■ **本文**
百歩譲って、中国人との価値観の違いかもしれない、と言ってみよう。彼らはミディアムからウェルダンを好み、日本人はレアからミディアムレアを好む、ということかも。でも、ぼくにとっては、杉本のそれがベストだ。いや、本音を言えば中国の一流の美食家が舌を巻くと思うよ、この蒸し加減にはね。
完璧なイカの弾力とまたもや上湯が!
四品目。
「活けヤリイカと糸島産ブロッコリの上湯 にんにく風味炒め」

福岡に生まれてよかったね、の新鮮な活けイカだからこその弾力。
おおぶりに切られたヤリイカは、さっと油通しされて、言わばアルデンテ。ぷりんとふんわり膨らんでいる。ああ、この他にはない噛み心地よ。

位置を指し示すデータセットの項目:
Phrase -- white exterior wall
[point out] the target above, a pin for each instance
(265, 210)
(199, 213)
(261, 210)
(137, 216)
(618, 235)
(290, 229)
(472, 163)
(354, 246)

■ **やること 1**
料理の文章の「百歩譲って、中国人との価値観」から「でいる。ああ、この他にはない噛み心地よ。」までを全部、「弾力」を「歯ごたえ」に入れ替えて書き直してください。
■ **やること 2**
料理の文章の最後の一文に続けて、その先を書いてください。

■ **正しい答え 1**
百歩譲って、中国人との価値観の違いかもしれない、と言ってみよう。彼らはミディアムからウェルダンを好み、日本人はレアからミディアムレアを好む、ということかも。でも、ぼくにとっては、杉本のそれがベストだ。いや、本音を言えば中国の一流の美食家が舌を巻くと思うよ、この蒸し加減にはね。
完璧なイカの歯ごたえとまたもや上湯が!
四品目。
「活けヤリイカと糸島産ブロッコリの上湯 にんにく風味炒め」

福岡に生まれてよかったね、の新鮮な活けイカだからこその歯ごたえ。
おおぶりに切られたヤリイカは、さっと油通しされて、言わばアルデンテ。ぷりんとふんわり膨らんでいる。ああ、この他にはない噛み心地よ。

■ **正しい答え 2**
ブロッコリは上湯(出ました、上湯!)でしっかりと煮込まれていて、香りと味を含みまくっている。この二つがニンニクと生姜をキューピッドに、フライパンの中で恋に陥ちるわけだ。ね、どうなるかを、想像してください。これ、ある意味で、「和えもの」だな、と思ったときに、日本料理の伝統とつながって、脳内でさらにうまくなる。
火を入れない卵と腐乳の魔力
五品目。
「香港製腐乳と葱入りの滑らか卵炒め」

キラキラと輝く卵って、ああ、なんと蠱惑的なのでしょう。
腐乳は豆腐を発酵させたもので、そのまま食することもあるが、一般的には調味料として使われる。主人は香港の「これだ」と思ったレストランの自家製の腐乳を分けてもらっているのだという。やさしく上品な発酵臭。
さあ、調味料はこの腐乳だけ。油を馴染ませ、熱した中華鍋に卵を入れると、すぐに火を止め、あとは鍋を静かに回しながら、余熱だけで調理をしていく。このふわふわふんわりは、だから実現することらしい。
「おおお、おいしい」「なに、このやわらかさ」「ああ、鼻に抜けていく香りがたまらん」「塩味がなんともちょうどいい」。卵とネギだけの料理ですよ。それで人が沸き立つって、ほんとすごい。
福臨門の「季節限定のメニュー」を再現!
六品目。
「佐賀麓赤鶏と鹿児島産石川里芋の磨豉醤入り土鍋煮込み」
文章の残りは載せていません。